▸ Document excerpt:
Generation Z, Channel 4
Generation Z, or Gen Z as it is known by the cool kids, is the generation of people born between 1995 and 2012.
With a title like that, you would assume the new Channel 4 series would focus on the post-millennial generation. Don’t be fooled.
Instead it’s a zombie-inspired television comedy drama that delivers horror and flesh-eating pensioners on a grand scale.
It’s bizarre, and yes, I told you not to be fooled.
Written and created by Ben Wheatley, the six-part series is set in the fictional English town of Danbury which soon becomes the epicentre of an absurdly weird chain of events.
It begins with a military vehicle making its way along a series of winding, twisting roads close to the town, before it crashes and overturns with the truck spilling its load.
Appearing to be some sort of chemical leak, the town’s quietness is shattered almost instantly, with the impact felt first at two nearby care homes.
We meet Cecily, played by Brookside and The Royle Family favourite Sue Johnston, and Frank, played by Paul Bentall, who are out for an evening walk when they are overcome by the toxic fumes that are emanating from the crashed truck and quickly filling the air.
Returning to their care home, it’s not long before they change from reserved, shy pensioners into ruthless predators.
Back in her room, Cecily almost immediately becomes a blood-thirsty zombie and so begins, an unlikely and at times comedic, but horrifying episode.
Led by Cecily, the care home pensioners begin to run rampage, savaging the staff and breaking free to find new blood-filled targets to devour.

▸ Problem to work on: Write what comes next in the review of the Channel 4 zombie series, starting after its final sentence. The rows that come next have no connection to the review.

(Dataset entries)
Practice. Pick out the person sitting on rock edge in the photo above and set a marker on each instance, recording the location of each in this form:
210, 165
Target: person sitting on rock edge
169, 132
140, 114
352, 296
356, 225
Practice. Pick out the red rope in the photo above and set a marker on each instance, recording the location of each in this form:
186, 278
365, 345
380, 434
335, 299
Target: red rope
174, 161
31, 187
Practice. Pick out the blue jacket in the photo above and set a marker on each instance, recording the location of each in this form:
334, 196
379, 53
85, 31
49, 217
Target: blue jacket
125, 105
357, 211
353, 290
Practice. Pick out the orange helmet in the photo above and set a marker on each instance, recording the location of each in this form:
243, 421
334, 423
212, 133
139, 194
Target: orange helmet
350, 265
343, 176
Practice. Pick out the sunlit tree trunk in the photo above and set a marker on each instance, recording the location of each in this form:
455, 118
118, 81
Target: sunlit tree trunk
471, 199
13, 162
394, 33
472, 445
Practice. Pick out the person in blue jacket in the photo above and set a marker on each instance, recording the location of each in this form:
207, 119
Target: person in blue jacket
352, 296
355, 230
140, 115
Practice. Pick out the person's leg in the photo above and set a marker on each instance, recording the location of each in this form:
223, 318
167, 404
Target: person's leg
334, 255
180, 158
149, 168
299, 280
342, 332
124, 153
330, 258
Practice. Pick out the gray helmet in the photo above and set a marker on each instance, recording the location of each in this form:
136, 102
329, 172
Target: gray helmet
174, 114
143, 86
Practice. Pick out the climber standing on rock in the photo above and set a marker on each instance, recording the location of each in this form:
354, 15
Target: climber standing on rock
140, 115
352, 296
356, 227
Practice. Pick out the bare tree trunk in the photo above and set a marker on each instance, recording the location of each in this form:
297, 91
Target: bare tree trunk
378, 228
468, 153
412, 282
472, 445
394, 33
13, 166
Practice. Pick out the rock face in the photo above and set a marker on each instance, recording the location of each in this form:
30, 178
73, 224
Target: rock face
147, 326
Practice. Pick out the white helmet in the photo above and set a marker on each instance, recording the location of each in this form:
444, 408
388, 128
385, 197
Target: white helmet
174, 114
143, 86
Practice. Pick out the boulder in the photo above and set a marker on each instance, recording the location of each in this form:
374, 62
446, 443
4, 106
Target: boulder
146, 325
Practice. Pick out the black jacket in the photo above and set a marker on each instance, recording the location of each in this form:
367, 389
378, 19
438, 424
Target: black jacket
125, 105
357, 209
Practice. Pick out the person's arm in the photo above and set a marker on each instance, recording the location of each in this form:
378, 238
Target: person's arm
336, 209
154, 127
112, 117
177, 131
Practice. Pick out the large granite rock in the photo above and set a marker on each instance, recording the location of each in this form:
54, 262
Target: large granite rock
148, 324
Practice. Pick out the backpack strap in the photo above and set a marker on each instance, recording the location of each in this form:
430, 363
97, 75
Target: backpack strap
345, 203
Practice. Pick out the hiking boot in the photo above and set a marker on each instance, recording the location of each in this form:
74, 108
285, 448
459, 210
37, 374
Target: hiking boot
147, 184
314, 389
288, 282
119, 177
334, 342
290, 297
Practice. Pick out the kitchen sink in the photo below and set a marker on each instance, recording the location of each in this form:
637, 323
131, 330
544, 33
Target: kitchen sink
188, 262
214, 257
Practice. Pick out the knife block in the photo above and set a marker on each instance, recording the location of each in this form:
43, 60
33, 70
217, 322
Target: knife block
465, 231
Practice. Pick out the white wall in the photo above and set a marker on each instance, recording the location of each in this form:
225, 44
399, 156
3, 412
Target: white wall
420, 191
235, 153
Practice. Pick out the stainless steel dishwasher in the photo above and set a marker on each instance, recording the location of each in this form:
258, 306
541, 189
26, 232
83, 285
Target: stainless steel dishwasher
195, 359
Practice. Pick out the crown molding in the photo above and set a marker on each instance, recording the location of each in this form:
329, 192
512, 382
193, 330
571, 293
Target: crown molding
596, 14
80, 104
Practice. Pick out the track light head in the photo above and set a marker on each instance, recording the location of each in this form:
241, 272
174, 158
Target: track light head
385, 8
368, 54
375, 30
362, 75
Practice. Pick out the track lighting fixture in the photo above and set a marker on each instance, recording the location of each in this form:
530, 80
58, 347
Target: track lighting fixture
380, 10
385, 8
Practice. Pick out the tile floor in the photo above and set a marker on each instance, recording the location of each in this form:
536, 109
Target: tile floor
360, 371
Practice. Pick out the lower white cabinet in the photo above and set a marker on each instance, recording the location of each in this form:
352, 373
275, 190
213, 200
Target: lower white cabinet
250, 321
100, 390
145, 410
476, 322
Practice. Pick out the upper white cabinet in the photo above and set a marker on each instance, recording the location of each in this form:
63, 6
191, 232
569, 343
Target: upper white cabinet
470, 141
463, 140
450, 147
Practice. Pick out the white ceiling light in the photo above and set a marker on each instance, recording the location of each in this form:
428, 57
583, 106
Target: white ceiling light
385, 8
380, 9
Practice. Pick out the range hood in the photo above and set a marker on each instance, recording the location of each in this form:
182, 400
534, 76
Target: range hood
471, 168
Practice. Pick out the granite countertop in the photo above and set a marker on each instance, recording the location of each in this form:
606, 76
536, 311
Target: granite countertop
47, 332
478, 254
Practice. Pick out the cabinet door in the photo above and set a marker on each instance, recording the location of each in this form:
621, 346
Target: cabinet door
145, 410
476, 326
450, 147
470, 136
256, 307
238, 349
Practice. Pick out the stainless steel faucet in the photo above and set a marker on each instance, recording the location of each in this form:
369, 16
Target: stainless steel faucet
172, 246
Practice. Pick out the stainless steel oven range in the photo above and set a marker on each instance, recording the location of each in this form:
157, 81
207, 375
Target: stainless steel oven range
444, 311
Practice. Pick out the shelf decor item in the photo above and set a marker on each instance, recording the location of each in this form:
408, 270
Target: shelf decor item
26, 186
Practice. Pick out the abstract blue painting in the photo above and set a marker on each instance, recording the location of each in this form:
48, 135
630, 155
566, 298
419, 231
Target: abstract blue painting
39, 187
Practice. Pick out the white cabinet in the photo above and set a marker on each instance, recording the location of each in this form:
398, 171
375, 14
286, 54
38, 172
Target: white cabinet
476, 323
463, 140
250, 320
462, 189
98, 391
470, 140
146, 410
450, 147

--

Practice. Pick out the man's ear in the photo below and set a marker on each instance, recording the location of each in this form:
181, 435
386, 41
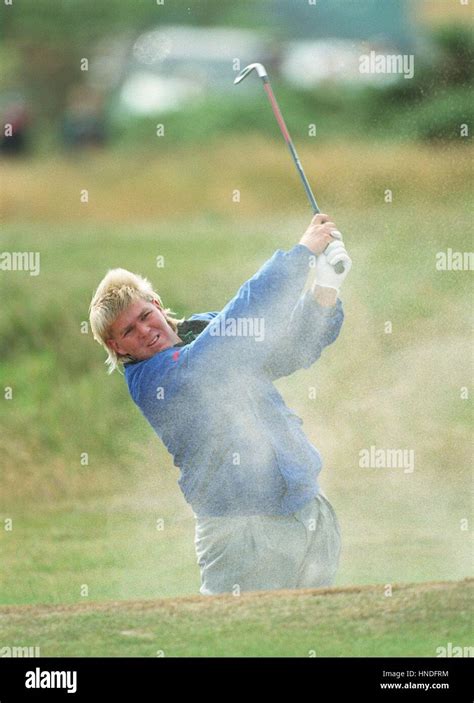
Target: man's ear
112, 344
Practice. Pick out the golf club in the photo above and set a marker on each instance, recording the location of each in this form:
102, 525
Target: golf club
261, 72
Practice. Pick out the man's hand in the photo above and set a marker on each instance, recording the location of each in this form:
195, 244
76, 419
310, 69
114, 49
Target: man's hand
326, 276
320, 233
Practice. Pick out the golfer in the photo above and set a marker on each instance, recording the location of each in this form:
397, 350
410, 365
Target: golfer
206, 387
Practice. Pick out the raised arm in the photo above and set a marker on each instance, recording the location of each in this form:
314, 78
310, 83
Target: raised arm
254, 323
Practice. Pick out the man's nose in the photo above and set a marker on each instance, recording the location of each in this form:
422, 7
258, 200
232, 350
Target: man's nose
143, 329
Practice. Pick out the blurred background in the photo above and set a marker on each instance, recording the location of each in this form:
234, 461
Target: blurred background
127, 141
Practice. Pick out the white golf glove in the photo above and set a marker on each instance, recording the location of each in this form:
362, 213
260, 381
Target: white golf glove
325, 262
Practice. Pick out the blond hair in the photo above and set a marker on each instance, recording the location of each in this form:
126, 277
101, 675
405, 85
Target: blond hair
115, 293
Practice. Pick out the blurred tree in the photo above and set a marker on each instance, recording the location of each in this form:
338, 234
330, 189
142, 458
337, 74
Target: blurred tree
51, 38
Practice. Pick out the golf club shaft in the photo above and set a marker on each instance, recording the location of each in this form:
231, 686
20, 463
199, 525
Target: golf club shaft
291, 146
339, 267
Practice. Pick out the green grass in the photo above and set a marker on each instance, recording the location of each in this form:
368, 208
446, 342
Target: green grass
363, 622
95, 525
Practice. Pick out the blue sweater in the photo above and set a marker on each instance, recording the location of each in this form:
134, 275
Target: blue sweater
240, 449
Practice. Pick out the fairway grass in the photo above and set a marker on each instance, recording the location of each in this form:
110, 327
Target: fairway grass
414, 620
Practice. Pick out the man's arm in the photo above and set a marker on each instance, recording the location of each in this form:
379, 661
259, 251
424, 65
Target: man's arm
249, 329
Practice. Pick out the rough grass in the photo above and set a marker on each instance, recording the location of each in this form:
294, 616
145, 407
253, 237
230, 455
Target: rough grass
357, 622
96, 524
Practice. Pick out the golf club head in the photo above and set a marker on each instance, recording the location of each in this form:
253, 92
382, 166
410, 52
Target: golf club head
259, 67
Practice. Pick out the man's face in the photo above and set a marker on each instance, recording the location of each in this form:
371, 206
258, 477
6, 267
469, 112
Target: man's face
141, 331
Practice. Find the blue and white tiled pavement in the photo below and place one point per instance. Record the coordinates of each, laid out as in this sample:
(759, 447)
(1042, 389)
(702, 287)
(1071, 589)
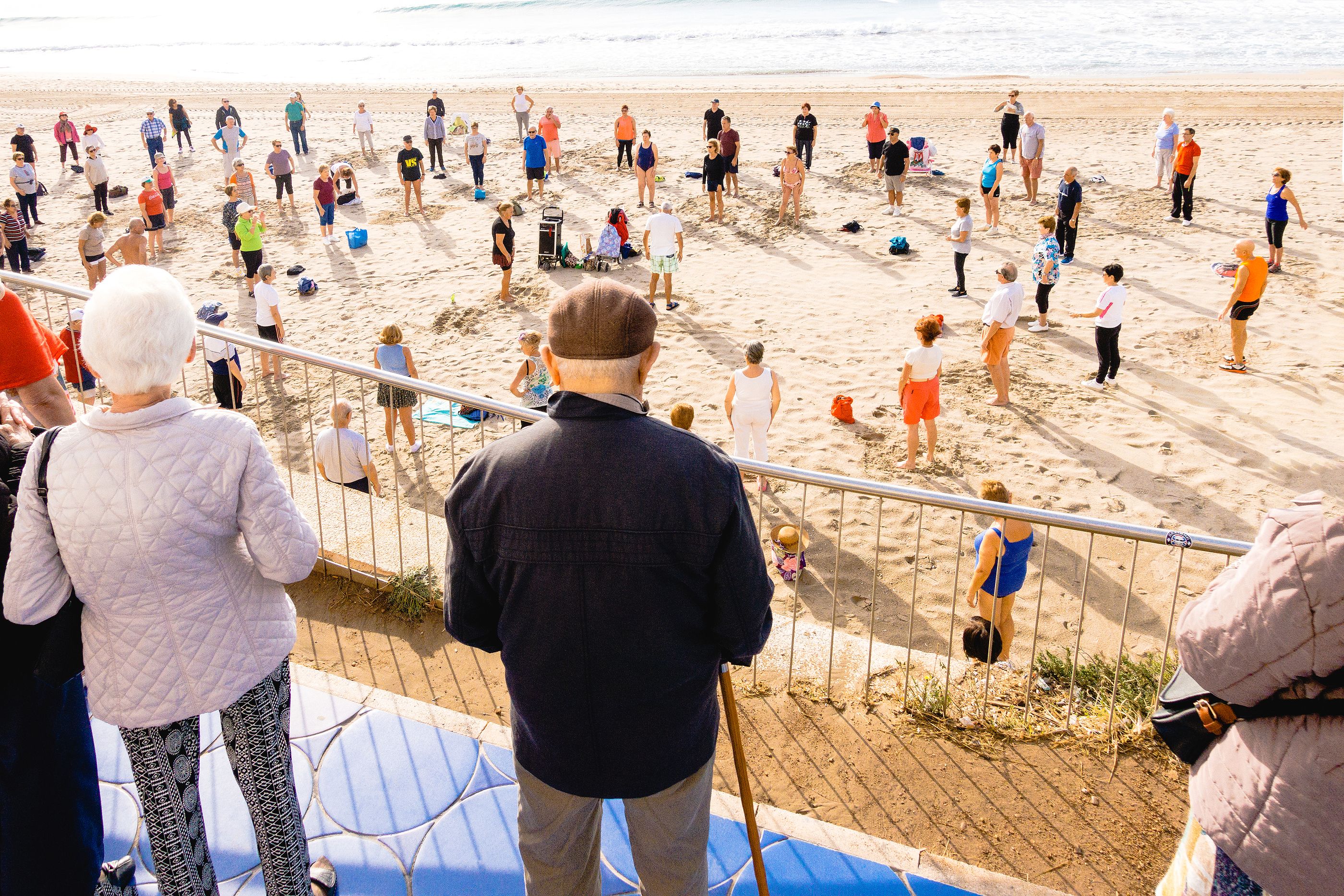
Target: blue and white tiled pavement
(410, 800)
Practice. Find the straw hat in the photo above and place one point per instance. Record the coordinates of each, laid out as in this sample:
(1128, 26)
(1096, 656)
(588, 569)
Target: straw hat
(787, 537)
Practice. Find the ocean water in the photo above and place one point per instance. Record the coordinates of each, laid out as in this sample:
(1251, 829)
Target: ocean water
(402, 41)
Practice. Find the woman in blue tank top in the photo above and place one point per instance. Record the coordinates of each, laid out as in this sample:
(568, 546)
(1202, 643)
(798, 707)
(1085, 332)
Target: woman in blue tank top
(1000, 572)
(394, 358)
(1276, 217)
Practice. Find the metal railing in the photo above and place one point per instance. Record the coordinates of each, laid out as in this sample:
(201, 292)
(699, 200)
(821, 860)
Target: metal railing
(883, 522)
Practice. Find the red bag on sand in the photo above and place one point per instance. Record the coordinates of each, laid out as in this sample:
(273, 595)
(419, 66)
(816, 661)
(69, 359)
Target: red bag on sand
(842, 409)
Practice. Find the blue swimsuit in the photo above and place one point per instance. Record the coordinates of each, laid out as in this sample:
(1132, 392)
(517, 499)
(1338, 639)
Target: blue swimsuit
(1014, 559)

▸ Exercise result:
Strangely, instead of making the elderly care home residents feel ill, the toxic fumes and zombie state have the opposite effect – they gain strength.
They move like a pack of wolves through the forest, searching for prey - everything from walkers to cyclists to animals. Anyone with a dog, particularly a Cockapoo, will want to look away.
The first episode then moves to focus on the younger generation of the town, who are blissfully unaware of what is happening to the older folk.
The young people of Danbury are out enjoying house parties, worrying about relationships and buying drugs from a retired man called Morgan, played by Robert Lindsay, who has a marijuana farm in his basement as well as numerous CCTV feeds and lab equipment, allegedly connected to his activist past.
Yes, it gets more bizarre with each scene.
With the army unable to stop or curtail the angry and fierce crowd of zombie pensioners who are determined to seek out more raw flesh, will it be the young people of the town who have to step in to stop them?
As the numbers keep growing, there’s also Anita Dobson and Johnny Vegas among them too, the plot appears to suggest that the elderly are out for revenge against those in society who have marginalised them.
They take no prisoners - it’s like they have turned back time to when they were in control of their lives, when illness and age was not a barrier.
The series is not for the faint hearted or those who are squeamish.
Away from the gory, blood-filled content and the somewhat funny quips, there is a serious message behind it.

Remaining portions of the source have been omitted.